EXCERPT:

== == ==

Low interest rates, high savings rates, easy access to finance and bumper conditions in a wide range of agricultural commodities have created a dream run for farmland sellers in the last year.
Nerida Conisbee is the Chief Economist at Ray White. She is a highly regarded economist and is currently the most quoted property commentator in Australia.
AuctionsPlus sat down with Nerida to ask what she perceives to be the defining factors behind rural land prices.
“Australian agricultural production hit a record in 2021, hitting an estimated value of $73.5 billion. Most commodity types saw increases, driven not just by increased demand globally, but also supply chain disruptions pushing up prices,” Nerida says.
“Great weather in Australia really helped, particularly at a time when many other places didn’t have such great conditions.”
She says strong commodity prices helped buoy the broader economy.
“The South Australian economy saw the strongest growth of all states in 2021 and it was agriculture that drove it there. In other states, we saw a similar trend - agriculture has been a driver of economic growth during the pandemic, at a time when many other sectors pulled back.”

== == ==

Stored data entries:
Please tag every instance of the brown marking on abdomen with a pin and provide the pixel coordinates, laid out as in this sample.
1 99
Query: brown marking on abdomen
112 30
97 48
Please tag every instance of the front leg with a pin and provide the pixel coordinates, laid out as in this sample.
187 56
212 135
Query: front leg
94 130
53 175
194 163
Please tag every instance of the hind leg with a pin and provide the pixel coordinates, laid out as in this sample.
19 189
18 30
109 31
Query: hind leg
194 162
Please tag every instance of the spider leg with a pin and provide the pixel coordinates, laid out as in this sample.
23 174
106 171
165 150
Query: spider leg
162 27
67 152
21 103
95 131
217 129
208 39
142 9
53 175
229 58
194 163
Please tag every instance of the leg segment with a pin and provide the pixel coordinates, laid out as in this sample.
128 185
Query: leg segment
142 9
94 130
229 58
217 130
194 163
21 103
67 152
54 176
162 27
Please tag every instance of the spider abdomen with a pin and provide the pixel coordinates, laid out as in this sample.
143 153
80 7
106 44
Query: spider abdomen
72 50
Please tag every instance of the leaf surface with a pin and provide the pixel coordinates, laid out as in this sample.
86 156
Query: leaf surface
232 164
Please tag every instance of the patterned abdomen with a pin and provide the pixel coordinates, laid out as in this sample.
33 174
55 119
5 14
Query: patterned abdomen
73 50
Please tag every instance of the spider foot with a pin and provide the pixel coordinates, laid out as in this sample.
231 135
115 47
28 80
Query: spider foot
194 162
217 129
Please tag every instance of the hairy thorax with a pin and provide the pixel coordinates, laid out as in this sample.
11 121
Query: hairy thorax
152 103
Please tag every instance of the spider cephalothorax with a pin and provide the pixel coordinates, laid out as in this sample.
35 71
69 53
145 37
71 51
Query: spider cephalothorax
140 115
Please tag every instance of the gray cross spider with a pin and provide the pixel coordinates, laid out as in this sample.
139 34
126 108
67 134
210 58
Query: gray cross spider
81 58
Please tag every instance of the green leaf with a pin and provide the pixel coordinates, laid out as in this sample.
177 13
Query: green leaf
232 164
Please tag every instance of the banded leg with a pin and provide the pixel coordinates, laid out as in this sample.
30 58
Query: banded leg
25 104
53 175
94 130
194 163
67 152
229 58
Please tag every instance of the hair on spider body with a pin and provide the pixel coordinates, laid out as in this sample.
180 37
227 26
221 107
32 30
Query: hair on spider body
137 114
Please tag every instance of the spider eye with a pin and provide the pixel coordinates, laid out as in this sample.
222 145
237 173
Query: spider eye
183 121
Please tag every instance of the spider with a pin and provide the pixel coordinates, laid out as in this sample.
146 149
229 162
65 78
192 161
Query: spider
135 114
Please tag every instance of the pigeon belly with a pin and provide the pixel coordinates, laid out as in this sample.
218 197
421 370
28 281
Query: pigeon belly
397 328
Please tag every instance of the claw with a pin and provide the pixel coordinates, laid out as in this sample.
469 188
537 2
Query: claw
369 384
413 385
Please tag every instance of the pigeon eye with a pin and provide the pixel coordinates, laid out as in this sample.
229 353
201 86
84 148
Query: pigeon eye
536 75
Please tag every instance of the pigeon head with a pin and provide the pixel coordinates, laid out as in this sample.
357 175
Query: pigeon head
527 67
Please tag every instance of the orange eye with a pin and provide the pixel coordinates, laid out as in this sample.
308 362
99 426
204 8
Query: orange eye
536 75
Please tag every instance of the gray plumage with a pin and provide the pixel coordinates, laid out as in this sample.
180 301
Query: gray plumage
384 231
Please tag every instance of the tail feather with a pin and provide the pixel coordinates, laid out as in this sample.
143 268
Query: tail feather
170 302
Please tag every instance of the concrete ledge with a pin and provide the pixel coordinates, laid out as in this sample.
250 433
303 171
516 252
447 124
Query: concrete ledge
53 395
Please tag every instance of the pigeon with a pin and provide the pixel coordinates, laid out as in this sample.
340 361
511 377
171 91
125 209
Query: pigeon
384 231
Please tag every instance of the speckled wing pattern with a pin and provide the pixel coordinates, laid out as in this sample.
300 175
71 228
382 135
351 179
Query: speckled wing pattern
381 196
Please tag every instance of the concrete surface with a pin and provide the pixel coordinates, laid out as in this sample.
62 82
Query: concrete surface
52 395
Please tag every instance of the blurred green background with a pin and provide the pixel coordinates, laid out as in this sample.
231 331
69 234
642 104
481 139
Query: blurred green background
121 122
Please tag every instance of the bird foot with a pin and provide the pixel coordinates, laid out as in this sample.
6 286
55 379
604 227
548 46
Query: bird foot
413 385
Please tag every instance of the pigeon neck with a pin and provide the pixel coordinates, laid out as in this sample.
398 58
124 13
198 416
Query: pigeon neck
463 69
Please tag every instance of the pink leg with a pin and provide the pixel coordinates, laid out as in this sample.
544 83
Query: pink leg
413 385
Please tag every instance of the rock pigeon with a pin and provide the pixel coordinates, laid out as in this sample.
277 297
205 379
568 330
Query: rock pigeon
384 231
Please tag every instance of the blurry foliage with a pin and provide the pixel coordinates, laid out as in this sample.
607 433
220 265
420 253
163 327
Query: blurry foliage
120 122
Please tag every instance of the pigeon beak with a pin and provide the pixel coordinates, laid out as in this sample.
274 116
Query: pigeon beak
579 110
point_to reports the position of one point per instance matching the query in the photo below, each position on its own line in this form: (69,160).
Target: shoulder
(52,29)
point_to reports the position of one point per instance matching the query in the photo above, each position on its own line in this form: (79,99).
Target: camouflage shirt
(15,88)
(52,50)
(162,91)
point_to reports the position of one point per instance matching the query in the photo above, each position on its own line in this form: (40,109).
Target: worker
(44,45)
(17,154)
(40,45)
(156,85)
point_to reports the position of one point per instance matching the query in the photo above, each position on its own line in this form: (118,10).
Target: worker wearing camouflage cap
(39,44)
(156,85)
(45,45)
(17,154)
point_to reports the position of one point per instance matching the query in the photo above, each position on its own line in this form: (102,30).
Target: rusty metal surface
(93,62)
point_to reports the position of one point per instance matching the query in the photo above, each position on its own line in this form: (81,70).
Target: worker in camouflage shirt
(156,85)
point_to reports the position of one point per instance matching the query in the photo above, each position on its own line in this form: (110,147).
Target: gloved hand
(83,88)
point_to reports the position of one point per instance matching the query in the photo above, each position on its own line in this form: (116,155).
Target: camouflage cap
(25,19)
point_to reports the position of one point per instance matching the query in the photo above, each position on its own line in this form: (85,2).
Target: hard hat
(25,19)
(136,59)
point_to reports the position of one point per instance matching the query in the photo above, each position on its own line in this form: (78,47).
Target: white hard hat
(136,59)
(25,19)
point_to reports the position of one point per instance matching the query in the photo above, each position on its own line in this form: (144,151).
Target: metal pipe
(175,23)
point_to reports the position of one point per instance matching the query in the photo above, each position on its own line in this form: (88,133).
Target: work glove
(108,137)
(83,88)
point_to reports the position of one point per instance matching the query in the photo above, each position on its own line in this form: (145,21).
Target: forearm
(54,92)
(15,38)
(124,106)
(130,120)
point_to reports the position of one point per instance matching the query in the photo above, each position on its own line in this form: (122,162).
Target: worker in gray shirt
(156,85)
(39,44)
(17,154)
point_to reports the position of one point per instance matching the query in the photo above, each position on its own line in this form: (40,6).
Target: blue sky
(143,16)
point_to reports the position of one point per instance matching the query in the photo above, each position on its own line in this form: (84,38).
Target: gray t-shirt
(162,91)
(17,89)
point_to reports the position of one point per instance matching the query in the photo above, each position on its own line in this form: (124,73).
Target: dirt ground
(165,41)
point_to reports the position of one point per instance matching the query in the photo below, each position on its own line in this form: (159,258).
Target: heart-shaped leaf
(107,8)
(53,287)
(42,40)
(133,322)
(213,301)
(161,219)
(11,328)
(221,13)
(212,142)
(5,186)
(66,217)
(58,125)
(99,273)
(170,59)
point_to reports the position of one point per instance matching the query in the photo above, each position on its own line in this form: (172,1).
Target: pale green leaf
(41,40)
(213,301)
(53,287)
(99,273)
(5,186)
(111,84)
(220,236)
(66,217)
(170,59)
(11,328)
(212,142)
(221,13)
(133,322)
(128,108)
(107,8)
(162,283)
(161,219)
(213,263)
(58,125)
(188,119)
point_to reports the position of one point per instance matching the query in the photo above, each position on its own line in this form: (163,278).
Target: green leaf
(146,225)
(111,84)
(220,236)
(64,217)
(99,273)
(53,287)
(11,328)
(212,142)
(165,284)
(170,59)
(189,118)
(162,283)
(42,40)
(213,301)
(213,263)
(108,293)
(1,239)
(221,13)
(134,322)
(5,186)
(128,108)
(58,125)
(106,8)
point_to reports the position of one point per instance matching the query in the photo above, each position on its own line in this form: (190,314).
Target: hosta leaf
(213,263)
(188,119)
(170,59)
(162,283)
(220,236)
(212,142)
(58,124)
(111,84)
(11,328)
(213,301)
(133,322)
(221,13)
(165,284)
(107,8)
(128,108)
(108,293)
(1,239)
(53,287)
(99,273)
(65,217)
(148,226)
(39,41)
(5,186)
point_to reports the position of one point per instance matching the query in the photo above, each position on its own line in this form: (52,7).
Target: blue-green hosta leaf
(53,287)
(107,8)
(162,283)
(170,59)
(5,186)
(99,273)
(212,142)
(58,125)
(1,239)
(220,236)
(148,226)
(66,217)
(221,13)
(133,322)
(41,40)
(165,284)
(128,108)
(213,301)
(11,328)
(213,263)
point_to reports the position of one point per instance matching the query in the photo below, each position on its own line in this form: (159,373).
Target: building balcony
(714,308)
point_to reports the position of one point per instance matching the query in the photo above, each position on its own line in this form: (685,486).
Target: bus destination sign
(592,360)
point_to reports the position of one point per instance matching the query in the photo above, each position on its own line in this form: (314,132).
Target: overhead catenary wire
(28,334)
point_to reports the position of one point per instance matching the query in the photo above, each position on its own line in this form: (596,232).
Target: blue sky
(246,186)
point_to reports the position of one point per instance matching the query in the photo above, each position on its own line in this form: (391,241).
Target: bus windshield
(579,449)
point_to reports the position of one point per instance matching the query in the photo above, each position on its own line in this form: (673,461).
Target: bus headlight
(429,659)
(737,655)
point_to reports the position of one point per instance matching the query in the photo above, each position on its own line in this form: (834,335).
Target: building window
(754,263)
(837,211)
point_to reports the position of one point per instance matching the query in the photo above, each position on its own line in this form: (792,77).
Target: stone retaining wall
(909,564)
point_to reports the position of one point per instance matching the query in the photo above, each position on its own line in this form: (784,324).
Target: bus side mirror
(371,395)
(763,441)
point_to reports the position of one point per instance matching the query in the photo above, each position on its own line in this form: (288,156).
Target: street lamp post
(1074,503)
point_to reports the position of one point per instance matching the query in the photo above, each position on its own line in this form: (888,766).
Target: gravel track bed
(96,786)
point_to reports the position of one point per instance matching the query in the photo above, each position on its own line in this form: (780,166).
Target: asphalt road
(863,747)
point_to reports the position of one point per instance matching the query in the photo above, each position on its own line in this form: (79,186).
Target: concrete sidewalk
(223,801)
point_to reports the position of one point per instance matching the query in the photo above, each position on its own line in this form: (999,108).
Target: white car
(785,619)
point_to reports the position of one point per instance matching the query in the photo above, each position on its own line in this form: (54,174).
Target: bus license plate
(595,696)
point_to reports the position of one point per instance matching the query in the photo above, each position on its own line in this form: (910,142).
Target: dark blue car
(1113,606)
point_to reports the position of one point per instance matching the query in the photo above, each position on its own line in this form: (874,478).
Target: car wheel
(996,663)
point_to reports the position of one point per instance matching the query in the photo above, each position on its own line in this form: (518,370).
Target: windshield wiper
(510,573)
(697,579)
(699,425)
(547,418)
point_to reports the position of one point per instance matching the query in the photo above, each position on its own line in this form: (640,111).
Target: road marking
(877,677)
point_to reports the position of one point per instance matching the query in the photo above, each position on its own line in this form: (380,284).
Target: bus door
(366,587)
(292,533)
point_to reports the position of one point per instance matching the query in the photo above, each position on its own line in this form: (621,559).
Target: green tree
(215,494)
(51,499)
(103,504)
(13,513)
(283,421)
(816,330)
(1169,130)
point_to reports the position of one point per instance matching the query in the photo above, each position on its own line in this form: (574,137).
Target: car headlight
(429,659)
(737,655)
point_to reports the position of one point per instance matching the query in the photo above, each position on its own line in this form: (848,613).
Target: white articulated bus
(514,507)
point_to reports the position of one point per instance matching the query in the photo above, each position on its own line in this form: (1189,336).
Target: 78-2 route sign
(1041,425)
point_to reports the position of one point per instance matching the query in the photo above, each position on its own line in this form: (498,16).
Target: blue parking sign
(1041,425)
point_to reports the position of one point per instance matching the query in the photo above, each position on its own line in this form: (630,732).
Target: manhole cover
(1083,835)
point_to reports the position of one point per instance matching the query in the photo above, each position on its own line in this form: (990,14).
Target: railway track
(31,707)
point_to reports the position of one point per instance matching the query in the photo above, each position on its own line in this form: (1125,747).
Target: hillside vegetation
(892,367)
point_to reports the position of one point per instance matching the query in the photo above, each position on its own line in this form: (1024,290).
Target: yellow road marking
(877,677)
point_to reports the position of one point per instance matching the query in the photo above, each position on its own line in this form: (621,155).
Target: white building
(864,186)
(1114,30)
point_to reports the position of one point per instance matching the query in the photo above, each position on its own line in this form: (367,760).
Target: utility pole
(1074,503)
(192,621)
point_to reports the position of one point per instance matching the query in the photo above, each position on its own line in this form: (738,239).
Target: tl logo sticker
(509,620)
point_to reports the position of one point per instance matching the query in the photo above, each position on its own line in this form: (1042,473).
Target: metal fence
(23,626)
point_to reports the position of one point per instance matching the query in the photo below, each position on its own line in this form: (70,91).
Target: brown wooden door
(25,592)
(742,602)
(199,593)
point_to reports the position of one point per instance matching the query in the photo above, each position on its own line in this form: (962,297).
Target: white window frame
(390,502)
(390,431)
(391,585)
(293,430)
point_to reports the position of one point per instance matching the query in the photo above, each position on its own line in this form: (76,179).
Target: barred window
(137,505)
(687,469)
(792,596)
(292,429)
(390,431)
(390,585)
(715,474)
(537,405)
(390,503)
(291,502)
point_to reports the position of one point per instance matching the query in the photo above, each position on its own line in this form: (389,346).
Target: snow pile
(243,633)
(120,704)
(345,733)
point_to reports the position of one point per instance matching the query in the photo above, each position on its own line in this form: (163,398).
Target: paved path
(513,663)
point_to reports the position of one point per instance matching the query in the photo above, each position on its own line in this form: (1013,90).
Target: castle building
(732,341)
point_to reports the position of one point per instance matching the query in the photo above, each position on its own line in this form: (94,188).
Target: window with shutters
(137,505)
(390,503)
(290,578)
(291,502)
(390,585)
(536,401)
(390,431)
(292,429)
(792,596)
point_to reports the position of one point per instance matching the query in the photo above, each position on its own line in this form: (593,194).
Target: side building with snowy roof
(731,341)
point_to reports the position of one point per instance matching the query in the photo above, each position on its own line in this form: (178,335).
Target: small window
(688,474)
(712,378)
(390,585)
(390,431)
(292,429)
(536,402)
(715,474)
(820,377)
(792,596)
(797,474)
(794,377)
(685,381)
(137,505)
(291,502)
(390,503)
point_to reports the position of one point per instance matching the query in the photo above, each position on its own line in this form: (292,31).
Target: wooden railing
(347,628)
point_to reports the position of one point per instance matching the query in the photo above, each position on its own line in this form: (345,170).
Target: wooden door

== == ==

EXERCISE REQUIREMENTS:
[A] Repeat the part of the article on rural land prices starting with "Low interest rates, high" and going on through "the broader economy.".
[B] Pick up the article on rural land prices after its last sentence and continue it.

EXERCISE RESULTS:
[A]
Low interest rates, high savings rates, easy access to finance and bumper conditions in a wide range of agricultural commodities have created a dream run for farmland sellers in the last year.
Nerida Conisbee is the Chief Economist at Ray White. She is a highly regarded economist and is currently the most quoted property commentator in Australia.
AuctionsPlus sat down with Nerida to ask what she perceives to be the defining factors behind rural land prices.
“Australian agricultural production hit a record in 2021, hitting an estimated value of $73.5 billion. Most commodity types saw increases, driven not just by increased demand globally, but also supply chain disruptions pushing up prices,” Nerida says.
“Great weather in Australia really helped, particularly at a time when many other places didn’t have such great conditions.”
She says strong commodity prices helped buoy the broader economy.

[B]
“Strong growth in commodity prices for many agricultural products have flowed through to economic growth at a state level but has also pushed up residential prices in many towns that rely on these commodities. The West Australian wheat belt, which produces more wheat than anywhere else in Australia, saw the median house price jump 31 per cent since the start of the pandemic, driven significantly by wealth gains as a result of strong wheat prices.”
“Like wheat, beef prices have also done well and this flowed through to many beef producing regions. The Queensland outback, where around a quarter of beef cattle live, saw median house prices increase by 40 per cent.”
“Overall the outlook for commodity prices, as well as production, remains positive. Rural Bank, in their 2022 outlook across all agricultural commodities, outlined that the main challenge was going to be access to labour. With migration levels still very low, it’s expected to most significantly hit the horticulture sector.”
While high commodity prices have flowed through to house prices in many regional communities, it has of course also driven up farm prices.
“Rural Bank has been tracking median farm prices since 1995. Since then, farm prices have risen from $1,000 a hectare to $6,000 per hectare. Like with most property types, COVID-19 has driven a sharp acceleration. This is not just because farms have become more profitable over the past two years, but also because of similar things that drove the housing market - very low interest rates, much easier access to finance and very high savings rates.”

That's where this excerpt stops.